*GIVEN DATA*.
***
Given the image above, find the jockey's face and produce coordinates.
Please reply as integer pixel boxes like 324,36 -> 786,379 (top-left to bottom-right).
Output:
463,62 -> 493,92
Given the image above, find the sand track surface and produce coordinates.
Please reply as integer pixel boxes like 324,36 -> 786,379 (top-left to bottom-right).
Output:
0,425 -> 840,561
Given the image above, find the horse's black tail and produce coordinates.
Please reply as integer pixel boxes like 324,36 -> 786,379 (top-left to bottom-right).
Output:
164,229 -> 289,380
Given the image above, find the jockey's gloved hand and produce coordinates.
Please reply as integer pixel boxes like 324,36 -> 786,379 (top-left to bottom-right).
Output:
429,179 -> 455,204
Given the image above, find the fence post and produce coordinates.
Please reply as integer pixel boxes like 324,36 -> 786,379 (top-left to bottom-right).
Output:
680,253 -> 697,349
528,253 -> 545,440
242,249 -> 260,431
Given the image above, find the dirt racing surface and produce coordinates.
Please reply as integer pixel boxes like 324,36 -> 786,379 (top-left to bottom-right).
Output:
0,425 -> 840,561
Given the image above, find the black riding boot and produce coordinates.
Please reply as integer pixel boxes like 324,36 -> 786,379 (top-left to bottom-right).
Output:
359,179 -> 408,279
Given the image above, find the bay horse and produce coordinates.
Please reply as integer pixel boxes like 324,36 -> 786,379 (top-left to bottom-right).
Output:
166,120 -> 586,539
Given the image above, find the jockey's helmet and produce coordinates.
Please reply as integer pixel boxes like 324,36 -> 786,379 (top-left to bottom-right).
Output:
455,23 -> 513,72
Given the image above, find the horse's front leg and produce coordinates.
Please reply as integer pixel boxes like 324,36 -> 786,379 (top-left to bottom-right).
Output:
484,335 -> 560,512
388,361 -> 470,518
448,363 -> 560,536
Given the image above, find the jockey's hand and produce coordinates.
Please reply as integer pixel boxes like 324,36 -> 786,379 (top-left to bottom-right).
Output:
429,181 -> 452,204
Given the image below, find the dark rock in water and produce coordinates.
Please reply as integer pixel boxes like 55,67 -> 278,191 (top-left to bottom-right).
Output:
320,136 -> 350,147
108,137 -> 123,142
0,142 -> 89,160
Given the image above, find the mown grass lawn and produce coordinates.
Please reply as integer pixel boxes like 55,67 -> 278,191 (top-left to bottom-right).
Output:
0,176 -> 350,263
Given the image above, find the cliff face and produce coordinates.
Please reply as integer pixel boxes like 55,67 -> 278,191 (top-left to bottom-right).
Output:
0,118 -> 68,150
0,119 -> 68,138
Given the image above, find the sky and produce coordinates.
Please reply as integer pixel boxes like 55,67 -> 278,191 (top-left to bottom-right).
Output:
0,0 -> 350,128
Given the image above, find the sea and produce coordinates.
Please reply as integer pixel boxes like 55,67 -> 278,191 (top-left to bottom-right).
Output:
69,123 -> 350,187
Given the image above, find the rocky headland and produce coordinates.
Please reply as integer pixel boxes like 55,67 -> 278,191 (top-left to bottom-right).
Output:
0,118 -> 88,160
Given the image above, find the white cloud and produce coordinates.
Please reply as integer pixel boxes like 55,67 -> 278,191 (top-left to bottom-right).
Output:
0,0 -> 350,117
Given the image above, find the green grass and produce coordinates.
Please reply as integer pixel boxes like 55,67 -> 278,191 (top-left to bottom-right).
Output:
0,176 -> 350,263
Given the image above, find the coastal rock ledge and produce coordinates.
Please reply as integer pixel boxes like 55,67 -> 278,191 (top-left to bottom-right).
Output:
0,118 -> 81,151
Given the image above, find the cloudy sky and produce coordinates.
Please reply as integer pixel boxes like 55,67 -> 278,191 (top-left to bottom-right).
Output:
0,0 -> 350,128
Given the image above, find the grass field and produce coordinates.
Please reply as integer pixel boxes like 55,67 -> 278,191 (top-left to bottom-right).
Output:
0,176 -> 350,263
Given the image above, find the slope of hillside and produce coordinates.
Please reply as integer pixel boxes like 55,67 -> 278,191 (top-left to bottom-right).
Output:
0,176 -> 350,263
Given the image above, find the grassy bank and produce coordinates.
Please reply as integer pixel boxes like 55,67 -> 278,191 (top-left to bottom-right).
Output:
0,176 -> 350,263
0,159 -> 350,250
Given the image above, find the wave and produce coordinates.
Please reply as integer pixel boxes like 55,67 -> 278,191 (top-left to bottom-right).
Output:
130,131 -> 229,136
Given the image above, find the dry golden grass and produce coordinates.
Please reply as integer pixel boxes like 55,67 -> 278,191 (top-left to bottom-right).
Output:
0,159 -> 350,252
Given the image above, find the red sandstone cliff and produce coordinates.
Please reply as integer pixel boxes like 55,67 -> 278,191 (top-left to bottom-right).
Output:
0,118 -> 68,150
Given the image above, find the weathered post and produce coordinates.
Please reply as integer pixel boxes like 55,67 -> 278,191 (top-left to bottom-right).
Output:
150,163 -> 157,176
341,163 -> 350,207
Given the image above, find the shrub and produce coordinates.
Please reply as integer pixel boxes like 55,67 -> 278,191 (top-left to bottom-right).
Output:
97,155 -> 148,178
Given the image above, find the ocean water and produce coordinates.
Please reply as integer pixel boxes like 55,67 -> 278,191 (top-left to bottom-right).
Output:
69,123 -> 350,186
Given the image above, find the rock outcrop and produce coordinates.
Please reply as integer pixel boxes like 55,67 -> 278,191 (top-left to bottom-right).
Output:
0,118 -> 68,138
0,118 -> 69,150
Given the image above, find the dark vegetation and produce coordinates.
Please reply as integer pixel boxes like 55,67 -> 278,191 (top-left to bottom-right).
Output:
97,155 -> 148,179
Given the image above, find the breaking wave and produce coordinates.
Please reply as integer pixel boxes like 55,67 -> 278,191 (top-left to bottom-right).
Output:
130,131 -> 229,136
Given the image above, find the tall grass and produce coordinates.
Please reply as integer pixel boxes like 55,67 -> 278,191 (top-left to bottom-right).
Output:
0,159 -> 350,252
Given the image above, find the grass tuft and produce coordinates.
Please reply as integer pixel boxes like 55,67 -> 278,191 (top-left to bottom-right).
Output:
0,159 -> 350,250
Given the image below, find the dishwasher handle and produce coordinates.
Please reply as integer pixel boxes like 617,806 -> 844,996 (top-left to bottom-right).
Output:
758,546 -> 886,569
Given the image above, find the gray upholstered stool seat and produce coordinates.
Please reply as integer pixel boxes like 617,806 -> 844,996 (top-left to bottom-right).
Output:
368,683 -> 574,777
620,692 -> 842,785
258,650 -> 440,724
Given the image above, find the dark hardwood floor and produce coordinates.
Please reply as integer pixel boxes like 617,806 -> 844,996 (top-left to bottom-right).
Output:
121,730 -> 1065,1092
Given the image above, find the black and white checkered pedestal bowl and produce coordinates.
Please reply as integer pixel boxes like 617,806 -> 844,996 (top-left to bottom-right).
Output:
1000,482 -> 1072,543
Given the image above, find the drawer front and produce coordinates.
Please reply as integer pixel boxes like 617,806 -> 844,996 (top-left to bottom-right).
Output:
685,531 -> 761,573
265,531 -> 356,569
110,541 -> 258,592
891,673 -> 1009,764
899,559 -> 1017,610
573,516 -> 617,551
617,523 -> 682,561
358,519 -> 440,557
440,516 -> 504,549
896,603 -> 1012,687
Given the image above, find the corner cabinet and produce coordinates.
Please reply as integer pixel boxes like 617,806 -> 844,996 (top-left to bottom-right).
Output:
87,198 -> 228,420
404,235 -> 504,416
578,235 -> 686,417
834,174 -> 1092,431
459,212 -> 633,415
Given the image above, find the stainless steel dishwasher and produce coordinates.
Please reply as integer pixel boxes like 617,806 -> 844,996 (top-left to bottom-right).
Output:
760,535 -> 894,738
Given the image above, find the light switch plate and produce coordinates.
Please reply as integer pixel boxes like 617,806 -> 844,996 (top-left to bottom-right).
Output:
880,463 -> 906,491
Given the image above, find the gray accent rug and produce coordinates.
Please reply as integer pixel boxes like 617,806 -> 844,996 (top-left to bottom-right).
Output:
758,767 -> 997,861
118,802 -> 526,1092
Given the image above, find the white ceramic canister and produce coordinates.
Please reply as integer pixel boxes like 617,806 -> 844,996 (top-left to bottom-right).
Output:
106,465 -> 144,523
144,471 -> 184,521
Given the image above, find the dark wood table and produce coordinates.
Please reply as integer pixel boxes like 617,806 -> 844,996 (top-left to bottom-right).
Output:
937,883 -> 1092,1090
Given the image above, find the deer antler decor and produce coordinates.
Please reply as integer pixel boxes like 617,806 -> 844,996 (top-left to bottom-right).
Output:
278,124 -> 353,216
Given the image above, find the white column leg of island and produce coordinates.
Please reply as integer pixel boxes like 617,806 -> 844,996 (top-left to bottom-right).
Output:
***
*GIVEN TASK*. Output the rows exactly as they appear, starting with the line that contains "Given the image above, find the fence" and ending with the line that contains "166,120 -> 586,539", both included.

*ANSWER FOR THE TASK*.
Given the image above, find the fence post and produce coordinates.
Please reply as integer pixel boxes like 324,36 -> 786,379 (top-left to bottom-right).
Output:
680,253 -> 697,349
528,253 -> 545,440
242,249 -> 260,431
Given the image above, find the dirt racing surface and produce coordinates.
Please reply as integer pixel boxes like 324,36 -> 786,379 (top-left to bottom-right).
Output:
0,425 -> 840,561
Given the image above, find the black riding boot and produce coordinates.
Please reply as integer pixel boxes like 324,36 -> 786,379 (top-left to bottom-right).
Output:
359,179 -> 408,279
Given the image above, find the bay horse and produce coordinates.
Please reply as integer pixel boxes like 324,36 -> 786,379 (top-left to bottom-right).
Output:
166,120 -> 586,539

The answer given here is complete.